### PROBLEM DETAILS
Without omitting anything, retype the data that follows.

### RECORDS FOR THIS EXERCISE
•••

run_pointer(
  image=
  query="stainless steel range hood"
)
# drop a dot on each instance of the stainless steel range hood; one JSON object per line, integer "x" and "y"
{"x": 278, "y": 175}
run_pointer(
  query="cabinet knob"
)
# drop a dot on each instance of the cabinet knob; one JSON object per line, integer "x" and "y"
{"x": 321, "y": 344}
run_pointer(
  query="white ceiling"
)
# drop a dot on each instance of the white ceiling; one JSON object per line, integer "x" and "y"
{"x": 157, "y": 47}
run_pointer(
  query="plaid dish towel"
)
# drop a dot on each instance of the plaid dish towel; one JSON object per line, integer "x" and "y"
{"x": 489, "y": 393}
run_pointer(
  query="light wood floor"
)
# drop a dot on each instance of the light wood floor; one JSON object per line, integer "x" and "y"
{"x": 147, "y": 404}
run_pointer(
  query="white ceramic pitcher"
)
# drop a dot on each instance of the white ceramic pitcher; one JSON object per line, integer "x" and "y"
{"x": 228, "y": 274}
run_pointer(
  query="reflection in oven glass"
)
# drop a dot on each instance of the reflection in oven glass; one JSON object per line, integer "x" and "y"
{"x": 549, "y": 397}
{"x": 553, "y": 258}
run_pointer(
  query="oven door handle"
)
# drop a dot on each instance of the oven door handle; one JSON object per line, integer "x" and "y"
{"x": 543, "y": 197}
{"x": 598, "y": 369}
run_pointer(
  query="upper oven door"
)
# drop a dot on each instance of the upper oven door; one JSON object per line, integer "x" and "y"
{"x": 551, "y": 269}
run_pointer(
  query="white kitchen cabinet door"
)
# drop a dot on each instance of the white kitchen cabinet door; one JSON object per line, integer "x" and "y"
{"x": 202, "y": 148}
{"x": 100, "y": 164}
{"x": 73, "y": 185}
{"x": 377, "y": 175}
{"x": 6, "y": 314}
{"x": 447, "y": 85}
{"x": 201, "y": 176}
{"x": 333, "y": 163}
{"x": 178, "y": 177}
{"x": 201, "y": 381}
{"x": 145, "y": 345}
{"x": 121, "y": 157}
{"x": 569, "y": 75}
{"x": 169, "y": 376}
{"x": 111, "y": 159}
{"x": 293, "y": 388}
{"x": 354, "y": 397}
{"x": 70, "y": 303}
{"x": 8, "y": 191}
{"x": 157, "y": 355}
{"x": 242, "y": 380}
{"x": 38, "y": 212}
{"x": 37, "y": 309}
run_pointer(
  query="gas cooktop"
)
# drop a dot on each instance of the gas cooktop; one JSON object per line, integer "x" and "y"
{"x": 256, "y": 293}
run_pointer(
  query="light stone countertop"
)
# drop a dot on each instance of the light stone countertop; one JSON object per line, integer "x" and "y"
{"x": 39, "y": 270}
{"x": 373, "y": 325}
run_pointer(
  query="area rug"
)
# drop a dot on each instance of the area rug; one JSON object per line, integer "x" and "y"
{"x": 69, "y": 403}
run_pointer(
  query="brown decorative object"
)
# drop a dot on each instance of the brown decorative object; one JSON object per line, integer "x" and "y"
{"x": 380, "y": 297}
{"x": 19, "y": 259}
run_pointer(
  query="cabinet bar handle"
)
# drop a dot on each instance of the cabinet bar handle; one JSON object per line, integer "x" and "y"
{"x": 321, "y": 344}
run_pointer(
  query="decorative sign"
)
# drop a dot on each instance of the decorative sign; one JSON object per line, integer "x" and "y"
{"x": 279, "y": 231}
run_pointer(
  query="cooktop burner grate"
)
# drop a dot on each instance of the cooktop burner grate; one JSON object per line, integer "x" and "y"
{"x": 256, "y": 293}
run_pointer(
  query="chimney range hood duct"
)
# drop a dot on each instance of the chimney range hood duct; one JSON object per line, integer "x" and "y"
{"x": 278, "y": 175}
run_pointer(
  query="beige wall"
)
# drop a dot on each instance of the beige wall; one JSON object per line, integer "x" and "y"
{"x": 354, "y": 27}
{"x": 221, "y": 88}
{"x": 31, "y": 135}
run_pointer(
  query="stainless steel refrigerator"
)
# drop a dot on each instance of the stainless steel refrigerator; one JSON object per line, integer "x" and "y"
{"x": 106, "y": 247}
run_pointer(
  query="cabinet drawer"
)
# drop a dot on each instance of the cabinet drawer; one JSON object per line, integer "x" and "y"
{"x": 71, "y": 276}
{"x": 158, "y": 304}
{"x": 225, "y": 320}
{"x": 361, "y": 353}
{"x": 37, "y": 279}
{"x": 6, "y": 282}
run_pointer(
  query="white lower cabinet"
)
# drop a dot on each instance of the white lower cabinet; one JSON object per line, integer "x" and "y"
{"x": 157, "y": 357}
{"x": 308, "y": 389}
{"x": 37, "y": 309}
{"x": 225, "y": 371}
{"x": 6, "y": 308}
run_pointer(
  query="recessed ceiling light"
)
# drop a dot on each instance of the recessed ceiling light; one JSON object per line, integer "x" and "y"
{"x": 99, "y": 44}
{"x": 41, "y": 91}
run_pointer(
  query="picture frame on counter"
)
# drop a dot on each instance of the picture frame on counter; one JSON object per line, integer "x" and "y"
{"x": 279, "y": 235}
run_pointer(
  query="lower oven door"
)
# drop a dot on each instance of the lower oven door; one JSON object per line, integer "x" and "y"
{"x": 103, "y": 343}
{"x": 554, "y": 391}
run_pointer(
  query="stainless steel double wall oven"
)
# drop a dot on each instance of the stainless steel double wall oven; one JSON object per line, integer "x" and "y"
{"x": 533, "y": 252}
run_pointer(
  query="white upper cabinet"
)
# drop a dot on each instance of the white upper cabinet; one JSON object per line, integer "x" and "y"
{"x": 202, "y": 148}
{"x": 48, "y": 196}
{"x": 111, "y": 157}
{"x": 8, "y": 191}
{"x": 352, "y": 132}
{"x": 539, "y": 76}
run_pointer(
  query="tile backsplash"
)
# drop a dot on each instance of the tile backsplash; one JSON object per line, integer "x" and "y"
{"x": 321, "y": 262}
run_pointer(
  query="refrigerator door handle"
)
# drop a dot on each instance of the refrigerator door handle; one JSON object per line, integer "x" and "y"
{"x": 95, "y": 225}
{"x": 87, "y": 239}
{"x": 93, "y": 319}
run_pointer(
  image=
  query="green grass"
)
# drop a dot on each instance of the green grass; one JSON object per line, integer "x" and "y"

•••

### TASK OUTPUT
run_pointer(
  image=
  query="stainless steel range hood"
)
# drop a dot on each instance of the stainless steel range hood; one JSON object per line, integer "x" and "y"
{"x": 278, "y": 175}
run_pointer(
  query="cabinet knob"
)
# drop a dot on each instance of the cabinet knob; one JSON object per line, integer "x" and "y"
{"x": 321, "y": 344}
run_pointer(
  query="white ceiling"
)
# drop a dot on each instance of the white ceiling; one JSON object per line, integer "x" and "y"
{"x": 157, "y": 47}
run_pointer(
  query="plaid dish towel"
)
# drop a dot on each instance of the plaid dish towel; one JSON object per line, integer "x" and "y"
{"x": 489, "y": 393}
run_pointer(
  query="light wood floor"
)
# drop a dot on each instance of the light wood floor; one JSON object per line, integer "x" and "y"
{"x": 147, "y": 404}
run_pointer(
  query="white ceramic pitcher"
)
# drop a dot on each instance of the white ceramic pitcher; one JSON object per line, integer "x" and "y"
{"x": 228, "y": 274}
run_pointer(
  query="reflection in oven glass"
)
# drop a dot on each instance of the reflection in oven glass; one JSON object per line, integer "x" and "y"
{"x": 549, "y": 397}
{"x": 553, "y": 258}
run_pointer(
  query="oven door handle"
)
# drop a dot on each instance of the oven door handle; one JSON object per line, integer "x" and "y"
{"x": 543, "y": 197}
{"x": 598, "y": 369}
run_pointer(
  query="upper oven door"
)
# drop a dot on each instance of the upper oven door; one JSON object per line, integer "x" and "y"
{"x": 551, "y": 269}
run_pointer(
  query="white kitchen cabinet door"
)
# drop a dot on each instance of the white kitchen cabinet door; one JSON object per line, integer "x" and "y"
{"x": 202, "y": 148}
{"x": 100, "y": 164}
{"x": 73, "y": 185}
{"x": 377, "y": 175}
{"x": 6, "y": 314}
{"x": 447, "y": 85}
{"x": 201, "y": 176}
{"x": 333, "y": 163}
{"x": 178, "y": 177}
{"x": 201, "y": 381}
{"x": 145, "y": 345}
{"x": 121, "y": 157}
{"x": 569, "y": 75}
{"x": 169, "y": 376}
{"x": 111, "y": 159}
{"x": 293, "y": 388}
{"x": 354, "y": 397}
{"x": 70, "y": 303}
{"x": 8, "y": 191}
{"x": 157, "y": 355}
{"x": 242, "y": 380}
{"x": 38, "y": 212}
{"x": 37, "y": 309}
run_pointer(
  query="gas cooktop"
)
# drop a dot on each instance of the gas cooktop; one JSON object per line, integer "x" and "y"
{"x": 256, "y": 293}
run_pointer(
  query="light stone countertop"
)
# drop a dot on each instance of the light stone countertop; one JSON object per line, integer "x" and "y"
{"x": 39, "y": 270}
{"x": 373, "y": 325}
run_pointer(
  query="area rug"
)
# drop a dot on each instance of the area rug; one JSON object per line, integer "x" and "y"
{"x": 69, "y": 403}
run_pointer(
  query="brown decorative object"
)
# drop a dot on each instance of the brown decorative object; one JSON object per line, integer "x" and "y"
{"x": 380, "y": 297}
{"x": 19, "y": 259}
run_pointer(
  query="cabinet bar handle"
)
# drop a dot on each instance of the cabinet bar handle; one JSON object per line, integer "x" and "y"
{"x": 321, "y": 344}
run_pointer(
  query="decorative sign"
)
# drop a dot on each instance of the decorative sign; one JSON object per line, integer "x" and "y"
{"x": 279, "y": 231}
run_pointer(
  query="cooktop burner grate"
)
# drop a dot on each instance of the cooktop burner grate; one JSON object per line, integer "x" and "y"
{"x": 256, "y": 293}
run_pointer(
  query="chimney range hood duct"
)
# drop a dot on each instance of the chimney range hood duct; one JSON object per line, integer "x" and "y"
{"x": 278, "y": 175}
run_pointer(
  query="beige wall"
)
# drop a dot on each instance of the beige wall; one JSON object per line, integer "x" and "y"
{"x": 354, "y": 27}
{"x": 221, "y": 88}
{"x": 31, "y": 135}
run_pointer(
  query="stainless steel refrigerator"
)
# drop a dot on each instance of the stainless steel refrigerator; one JSON object per line, integer "x" and "y"
{"x": 106, "y": 247}
run_pointer(
  query="cabinet drawer"
)
# drop a dot on each instance of the cabinet drawer; one JSON object per line, integer "x" and "y"
{"x": 71, "y": 276}
{"x": 158, "y": 304}
{"x": 225, "y": 320}
{"x": 361, "y": 353}
{"x": 37, "y": 279}
{"x": 6, "y": 282}
run_pointer(
  query="white lower cabinet"
)
# drop a dot on each instance of the white lower cabinet; one JSON object per line, integer "x" and "y"
{"x": 157, "y": 357}
{"x": 308, "y": 389}
{"x": 37, "y": 309}
{"x": 225, "y": 371}
{"x": 6, "y": 308}
run_pointer(
  query="recessed ceiling light"
)
# drop a dot on each instance of the recessed ceiling light; one JSON object per line, integer "x" and "y"
{"x": 99, "y": 44}
{"x": 41, "y": 91}
run_pointer(
  query="picture frame on counter"
)
# drop a dot on each instance of the picture frame on counter; one JSON object per line, integer "x" and "y"
{"x": 279, "y": 235}
run_pointer(
  query="lower oven door"
)
# drop a dot on each instance of the lower oven door; one JSON object per line, integer "x" and "y"
{"x": 103, "y": 343}
{"x": 554, "y": 391}
run_pointer(
  query="stainless steel double wall oven"
)
# drop a dot on each instance of the stainless steel double wall oven; one JSON object per line, integer "x" and "y"
{"x": 533, "y": 252}
run_pointer(
  query="white upper cabinet"
)
# drop a dot on each instance of the white upper cabinet; one JSON object per line, integer "x" and "y"
{"x": 202, "y": 148}
{"x": 48, "y": 196}
{"x": 111, "y": 157}
{"x": 8, "y": 191}
{"x": 352, "y": 132}
{"x": 539, "y": 76}
run_pointer(
  query="tile backsplash"
)
# drop a dot on each instance of the tile backsplash; one JSON object per line, integer "x" and "y"
{"x": 321, "y": 262}
run_pointer(
  query="refrigerator door handle"
)
# drop a dot on each instance of the refrigerator door handle; one JSON object per line, integer "x" and "y"
{"x": 95, "y": 225}
{"x": 87, "y": 239}
{"x": 93, "y": 319}
run_pointer(
  image=
  query="green grass"
)
# drop a dot on each instance of the green grass; one JSON object per line, integer "x" and "y"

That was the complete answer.